2009-11-30 23:00:07 | 読書
 
 数百年後に、この同じ場所で、別の一人の旅人が、私が見ることのできたはずの、だが私には見えなかったものが消滅してしまったことを、私と同じように絶望して嘆き悲しむことであろう。

 1日にクロード・レヴィ・ストロースが亡くなった。

 訃報を目にしてから、その著作やレヴィ・ストロースに関する書物をあれこれと読んでいた。

クロード・レヴィ・ストロース『悲しき熱帯 上』(川田順造訳、中央公論社、1977.10)
クロード・レヴィ・ストロース『悲しき熱帯 下』(川田順造訳、中央公論社、1977.12)
クロード・レヴィ・ストロース『仮面の道』(山口昌男・渡辺守章訳、新潮社、1979.8)
オクタビオ・パス『クロード・レヴィ・ストロース あるいはアイソーポスの新たな饗宴』(鼓直、木村栄一訳、法政大学出版局、1988.3)

その著作に見られる詩的感興こそがレヴィ・ストロースの著作の魅力であり、詩人オクタビオ・パスがレヴィ・ストロースの文章の中に、ルソーやディドロ、モンテーニュやモンテスキューといったモラリストと同時に、アンリ・ベルグソン、マルセル・プルースト、アンドレ・ブルトンの影を同時に見出したことは蓋し炯眼であったと思う。その上で、オクタビオ・パスは次のように述べている。

• _項目一覧_

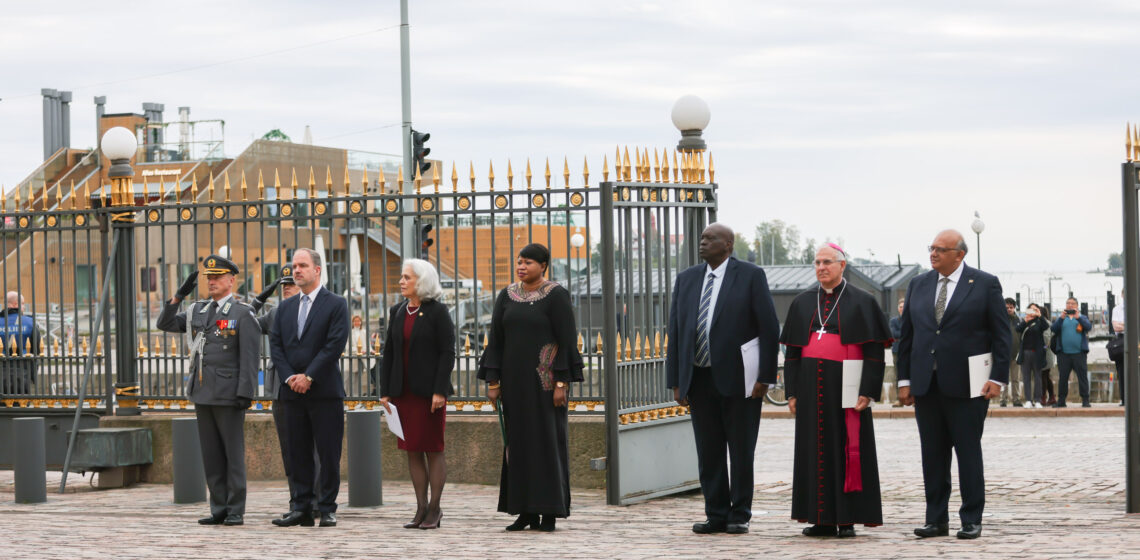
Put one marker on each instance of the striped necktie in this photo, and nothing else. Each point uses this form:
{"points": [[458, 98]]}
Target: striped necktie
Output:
{"points": [[702, 325]]}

• _理解度チェック_
**A.** 本文の「1日にクロード・レヴィ・ストロースが亡くなった。」を英語に訳してください。
**B.** 本文について、次の問いに答えてください。
(i) 『悲しき熱帯』の上下巻を訳したのはだれですか。
(ii) 『仮面の道』を出した出版社はどこですか。
(iii) 書き手によると、レヴィ・ストロースの著作の魅力は何ですか。
項目は本文とは関係がありません。

• _解答_
**A.** Claude Lévi-Strauss died on the 1st.

**B.**
(i) 川田順造
(ii) 新潮社
(iii) その著作に見られる詩的感興